[Stored data entries]
────────────────

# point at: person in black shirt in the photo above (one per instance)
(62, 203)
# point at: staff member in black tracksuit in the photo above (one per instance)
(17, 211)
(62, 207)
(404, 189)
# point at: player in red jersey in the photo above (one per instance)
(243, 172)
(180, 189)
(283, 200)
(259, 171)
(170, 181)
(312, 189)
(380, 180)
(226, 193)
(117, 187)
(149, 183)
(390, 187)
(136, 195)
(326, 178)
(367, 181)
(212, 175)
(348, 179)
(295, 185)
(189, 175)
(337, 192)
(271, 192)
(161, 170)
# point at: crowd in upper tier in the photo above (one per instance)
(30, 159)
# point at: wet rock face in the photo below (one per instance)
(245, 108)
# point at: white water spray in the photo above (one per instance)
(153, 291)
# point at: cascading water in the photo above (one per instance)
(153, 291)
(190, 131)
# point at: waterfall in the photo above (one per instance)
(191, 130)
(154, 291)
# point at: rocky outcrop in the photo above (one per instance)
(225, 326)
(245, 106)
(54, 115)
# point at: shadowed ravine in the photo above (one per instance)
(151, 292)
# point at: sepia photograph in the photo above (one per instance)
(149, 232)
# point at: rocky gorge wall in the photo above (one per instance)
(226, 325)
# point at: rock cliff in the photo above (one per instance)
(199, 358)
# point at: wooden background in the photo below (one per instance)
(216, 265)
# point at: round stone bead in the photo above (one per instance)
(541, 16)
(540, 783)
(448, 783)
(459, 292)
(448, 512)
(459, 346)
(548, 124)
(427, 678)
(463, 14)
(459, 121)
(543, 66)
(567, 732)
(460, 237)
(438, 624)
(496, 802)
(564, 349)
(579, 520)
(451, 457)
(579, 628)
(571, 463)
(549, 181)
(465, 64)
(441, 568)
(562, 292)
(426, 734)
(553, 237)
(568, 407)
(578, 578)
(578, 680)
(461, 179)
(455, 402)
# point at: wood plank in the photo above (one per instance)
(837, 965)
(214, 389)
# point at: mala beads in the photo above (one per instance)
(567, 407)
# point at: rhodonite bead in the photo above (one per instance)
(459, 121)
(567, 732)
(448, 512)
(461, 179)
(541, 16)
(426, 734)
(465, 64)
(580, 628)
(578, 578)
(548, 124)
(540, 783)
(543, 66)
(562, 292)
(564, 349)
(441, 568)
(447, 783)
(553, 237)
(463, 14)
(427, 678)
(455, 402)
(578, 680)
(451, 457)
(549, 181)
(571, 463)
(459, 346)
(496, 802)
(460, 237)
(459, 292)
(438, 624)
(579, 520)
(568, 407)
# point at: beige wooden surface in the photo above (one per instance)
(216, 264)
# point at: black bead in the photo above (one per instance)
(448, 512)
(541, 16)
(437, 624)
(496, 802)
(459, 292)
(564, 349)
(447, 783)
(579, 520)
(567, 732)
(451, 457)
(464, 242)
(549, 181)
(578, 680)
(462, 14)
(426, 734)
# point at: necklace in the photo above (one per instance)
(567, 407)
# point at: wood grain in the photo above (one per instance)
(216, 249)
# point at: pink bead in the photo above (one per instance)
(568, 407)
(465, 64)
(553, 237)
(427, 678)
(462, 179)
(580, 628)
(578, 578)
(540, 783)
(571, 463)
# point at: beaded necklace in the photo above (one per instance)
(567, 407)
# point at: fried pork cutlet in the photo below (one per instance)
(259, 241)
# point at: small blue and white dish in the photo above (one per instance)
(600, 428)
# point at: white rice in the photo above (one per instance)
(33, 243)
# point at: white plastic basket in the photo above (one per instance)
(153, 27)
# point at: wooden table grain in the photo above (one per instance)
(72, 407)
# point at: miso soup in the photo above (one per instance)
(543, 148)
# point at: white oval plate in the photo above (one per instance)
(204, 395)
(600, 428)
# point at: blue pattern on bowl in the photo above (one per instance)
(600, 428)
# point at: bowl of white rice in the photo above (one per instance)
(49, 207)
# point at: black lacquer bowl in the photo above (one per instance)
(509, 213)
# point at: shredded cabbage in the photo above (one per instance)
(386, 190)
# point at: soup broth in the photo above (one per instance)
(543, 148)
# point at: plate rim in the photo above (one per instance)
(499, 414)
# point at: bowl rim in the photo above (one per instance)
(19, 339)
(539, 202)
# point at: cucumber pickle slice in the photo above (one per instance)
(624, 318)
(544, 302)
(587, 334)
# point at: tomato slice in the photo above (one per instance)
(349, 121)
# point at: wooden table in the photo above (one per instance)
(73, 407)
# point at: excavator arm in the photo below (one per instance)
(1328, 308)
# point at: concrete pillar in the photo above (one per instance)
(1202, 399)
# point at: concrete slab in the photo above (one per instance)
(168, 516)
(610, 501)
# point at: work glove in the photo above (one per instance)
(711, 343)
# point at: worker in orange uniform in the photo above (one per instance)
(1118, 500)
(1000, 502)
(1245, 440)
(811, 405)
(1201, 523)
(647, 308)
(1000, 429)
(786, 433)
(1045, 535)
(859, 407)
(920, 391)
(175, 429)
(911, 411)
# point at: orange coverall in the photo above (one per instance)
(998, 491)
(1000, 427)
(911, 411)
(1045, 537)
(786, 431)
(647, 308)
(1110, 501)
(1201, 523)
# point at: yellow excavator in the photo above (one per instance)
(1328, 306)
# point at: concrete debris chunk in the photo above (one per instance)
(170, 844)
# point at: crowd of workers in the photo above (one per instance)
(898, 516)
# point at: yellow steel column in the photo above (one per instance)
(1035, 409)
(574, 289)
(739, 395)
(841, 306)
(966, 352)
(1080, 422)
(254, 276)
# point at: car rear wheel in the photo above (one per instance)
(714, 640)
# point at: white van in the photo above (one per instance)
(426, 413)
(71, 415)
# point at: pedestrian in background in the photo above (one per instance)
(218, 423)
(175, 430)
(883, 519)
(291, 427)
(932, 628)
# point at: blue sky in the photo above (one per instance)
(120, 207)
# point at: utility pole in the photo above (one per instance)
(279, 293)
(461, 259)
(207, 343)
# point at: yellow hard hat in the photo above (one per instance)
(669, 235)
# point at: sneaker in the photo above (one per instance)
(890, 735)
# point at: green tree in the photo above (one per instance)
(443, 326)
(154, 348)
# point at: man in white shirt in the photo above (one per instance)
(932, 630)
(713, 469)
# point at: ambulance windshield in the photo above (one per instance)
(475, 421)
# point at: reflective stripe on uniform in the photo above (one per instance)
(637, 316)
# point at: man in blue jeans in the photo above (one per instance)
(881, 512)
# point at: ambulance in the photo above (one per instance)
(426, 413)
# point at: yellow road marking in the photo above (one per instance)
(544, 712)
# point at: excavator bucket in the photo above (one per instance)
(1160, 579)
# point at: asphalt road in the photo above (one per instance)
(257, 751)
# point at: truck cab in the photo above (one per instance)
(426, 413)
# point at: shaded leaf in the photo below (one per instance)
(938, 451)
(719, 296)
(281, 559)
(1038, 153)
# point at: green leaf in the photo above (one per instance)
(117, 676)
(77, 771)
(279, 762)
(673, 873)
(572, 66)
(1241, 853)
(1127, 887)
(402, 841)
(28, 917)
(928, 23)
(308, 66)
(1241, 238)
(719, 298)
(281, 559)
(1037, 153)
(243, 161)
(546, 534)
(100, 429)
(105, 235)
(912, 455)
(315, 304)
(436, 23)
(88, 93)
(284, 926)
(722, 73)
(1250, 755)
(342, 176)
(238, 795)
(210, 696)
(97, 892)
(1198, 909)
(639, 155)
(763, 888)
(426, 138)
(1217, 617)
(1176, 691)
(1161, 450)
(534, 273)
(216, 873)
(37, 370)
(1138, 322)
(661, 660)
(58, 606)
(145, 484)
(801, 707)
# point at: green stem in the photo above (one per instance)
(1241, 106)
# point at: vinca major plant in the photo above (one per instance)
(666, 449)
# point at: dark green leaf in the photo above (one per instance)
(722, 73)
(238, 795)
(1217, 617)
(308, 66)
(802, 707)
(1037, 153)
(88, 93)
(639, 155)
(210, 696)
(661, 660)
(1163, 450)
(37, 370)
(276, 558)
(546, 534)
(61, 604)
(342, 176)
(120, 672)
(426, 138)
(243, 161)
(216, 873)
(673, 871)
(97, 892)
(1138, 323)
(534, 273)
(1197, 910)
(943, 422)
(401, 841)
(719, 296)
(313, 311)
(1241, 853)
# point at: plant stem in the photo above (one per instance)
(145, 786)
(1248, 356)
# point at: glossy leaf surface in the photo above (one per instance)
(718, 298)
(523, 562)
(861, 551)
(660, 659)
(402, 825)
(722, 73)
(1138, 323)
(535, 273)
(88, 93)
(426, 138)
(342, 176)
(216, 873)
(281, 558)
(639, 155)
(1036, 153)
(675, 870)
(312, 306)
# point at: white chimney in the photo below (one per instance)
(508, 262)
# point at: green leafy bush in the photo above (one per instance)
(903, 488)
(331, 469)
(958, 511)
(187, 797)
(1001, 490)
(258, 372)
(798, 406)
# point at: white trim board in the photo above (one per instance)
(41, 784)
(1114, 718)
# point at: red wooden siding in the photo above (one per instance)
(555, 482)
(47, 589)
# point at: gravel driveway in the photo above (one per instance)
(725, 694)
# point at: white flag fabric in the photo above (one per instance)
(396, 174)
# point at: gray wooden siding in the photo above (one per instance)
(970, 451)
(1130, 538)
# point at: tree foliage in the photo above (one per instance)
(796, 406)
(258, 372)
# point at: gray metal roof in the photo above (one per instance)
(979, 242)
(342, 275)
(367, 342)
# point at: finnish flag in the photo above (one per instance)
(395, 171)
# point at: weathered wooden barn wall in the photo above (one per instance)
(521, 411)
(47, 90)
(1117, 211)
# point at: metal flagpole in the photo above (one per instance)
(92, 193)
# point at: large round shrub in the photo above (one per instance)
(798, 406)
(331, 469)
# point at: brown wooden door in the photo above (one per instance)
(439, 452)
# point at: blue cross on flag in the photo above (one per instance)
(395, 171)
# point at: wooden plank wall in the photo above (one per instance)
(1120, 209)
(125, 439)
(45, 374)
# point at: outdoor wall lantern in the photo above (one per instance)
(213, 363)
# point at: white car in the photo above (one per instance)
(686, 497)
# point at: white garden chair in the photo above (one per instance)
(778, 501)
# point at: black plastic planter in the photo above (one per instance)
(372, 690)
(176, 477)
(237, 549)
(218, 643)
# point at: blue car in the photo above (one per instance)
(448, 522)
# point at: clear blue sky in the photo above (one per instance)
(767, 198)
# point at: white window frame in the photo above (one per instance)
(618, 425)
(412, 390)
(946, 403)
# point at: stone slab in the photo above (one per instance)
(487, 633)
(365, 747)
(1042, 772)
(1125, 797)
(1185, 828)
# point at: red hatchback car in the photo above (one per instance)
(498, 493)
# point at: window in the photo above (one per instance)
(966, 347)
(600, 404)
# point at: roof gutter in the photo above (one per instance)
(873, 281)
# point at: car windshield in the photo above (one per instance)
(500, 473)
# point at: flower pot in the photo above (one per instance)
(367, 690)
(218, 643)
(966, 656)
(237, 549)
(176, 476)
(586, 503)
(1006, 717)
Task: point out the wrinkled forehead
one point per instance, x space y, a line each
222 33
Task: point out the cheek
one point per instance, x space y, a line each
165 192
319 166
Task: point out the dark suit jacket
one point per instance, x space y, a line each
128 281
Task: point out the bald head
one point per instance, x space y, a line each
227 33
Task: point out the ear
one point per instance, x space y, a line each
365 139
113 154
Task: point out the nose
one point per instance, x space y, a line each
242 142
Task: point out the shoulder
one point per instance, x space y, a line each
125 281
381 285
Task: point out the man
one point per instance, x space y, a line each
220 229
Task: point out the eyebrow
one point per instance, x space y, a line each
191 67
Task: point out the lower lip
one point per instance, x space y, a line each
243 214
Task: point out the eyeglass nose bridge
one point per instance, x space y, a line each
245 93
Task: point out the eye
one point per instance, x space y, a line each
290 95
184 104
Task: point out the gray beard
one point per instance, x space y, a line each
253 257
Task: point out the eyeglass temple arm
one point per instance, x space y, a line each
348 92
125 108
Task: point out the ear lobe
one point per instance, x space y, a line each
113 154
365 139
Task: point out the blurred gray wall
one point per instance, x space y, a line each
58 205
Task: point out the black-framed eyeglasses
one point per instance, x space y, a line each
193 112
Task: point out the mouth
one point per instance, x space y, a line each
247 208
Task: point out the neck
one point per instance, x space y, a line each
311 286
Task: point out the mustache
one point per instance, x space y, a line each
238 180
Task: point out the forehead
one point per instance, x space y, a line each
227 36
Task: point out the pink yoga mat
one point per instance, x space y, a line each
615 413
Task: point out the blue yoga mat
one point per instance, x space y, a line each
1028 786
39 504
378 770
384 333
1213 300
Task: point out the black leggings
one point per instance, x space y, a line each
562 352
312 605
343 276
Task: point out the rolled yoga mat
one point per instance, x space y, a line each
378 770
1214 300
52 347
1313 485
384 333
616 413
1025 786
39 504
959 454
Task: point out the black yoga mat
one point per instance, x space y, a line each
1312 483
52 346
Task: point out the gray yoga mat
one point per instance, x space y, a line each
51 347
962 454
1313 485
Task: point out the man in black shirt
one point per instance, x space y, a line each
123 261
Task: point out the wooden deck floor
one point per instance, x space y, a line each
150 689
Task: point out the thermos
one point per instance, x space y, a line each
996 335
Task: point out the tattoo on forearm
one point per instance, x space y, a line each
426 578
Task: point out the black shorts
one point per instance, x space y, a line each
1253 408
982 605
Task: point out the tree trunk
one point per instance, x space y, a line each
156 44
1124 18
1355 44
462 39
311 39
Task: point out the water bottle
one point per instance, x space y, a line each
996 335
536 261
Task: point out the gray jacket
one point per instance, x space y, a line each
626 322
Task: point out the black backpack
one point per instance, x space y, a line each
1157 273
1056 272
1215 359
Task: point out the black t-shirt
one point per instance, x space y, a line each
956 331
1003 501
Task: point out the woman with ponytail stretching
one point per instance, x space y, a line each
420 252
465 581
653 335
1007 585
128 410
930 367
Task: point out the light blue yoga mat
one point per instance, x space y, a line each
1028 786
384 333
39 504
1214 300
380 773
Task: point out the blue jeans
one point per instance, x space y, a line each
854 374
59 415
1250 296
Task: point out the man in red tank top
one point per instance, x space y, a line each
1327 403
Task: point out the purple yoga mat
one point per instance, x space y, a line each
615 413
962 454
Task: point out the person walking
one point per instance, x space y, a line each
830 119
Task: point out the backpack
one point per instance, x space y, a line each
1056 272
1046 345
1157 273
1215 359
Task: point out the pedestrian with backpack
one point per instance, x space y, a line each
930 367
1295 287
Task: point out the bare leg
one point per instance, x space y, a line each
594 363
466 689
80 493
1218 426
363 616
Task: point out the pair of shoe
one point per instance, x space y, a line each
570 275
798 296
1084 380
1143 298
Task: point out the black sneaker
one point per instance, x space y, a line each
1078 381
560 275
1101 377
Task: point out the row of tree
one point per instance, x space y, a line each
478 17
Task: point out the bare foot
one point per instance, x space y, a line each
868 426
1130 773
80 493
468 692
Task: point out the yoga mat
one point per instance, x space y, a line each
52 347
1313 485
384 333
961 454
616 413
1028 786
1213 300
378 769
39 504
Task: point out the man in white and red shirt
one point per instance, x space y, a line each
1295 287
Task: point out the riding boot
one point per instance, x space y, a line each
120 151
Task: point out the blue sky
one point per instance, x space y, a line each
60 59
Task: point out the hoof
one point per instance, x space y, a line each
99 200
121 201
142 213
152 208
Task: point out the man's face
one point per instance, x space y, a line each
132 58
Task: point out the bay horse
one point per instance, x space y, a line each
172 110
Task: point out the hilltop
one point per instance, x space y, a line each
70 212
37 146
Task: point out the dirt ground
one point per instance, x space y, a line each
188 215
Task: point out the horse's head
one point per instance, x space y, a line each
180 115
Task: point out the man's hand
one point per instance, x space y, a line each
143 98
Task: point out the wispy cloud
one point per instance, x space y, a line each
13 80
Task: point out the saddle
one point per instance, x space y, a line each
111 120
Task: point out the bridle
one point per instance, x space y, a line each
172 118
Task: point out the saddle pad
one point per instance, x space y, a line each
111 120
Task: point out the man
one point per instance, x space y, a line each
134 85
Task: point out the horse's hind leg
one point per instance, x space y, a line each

────────────────

**Exercise objective:**
From the records above, print exactly the lines that run from the line with "Task: point out the black t-shirt" to the line with "Task: point out the light blue yoga mat", inclusive.

**Exercise response:**
Task: point out the black t-shirt
one point per instance, x space y, a line each
956 331
1003 501
Task: point out the woman with ponytail stretching
one point per instance, x space y, a line each
420 252
465 581
653 335
1007 585
128 410
930 367
Task: point out the light blue yoga mat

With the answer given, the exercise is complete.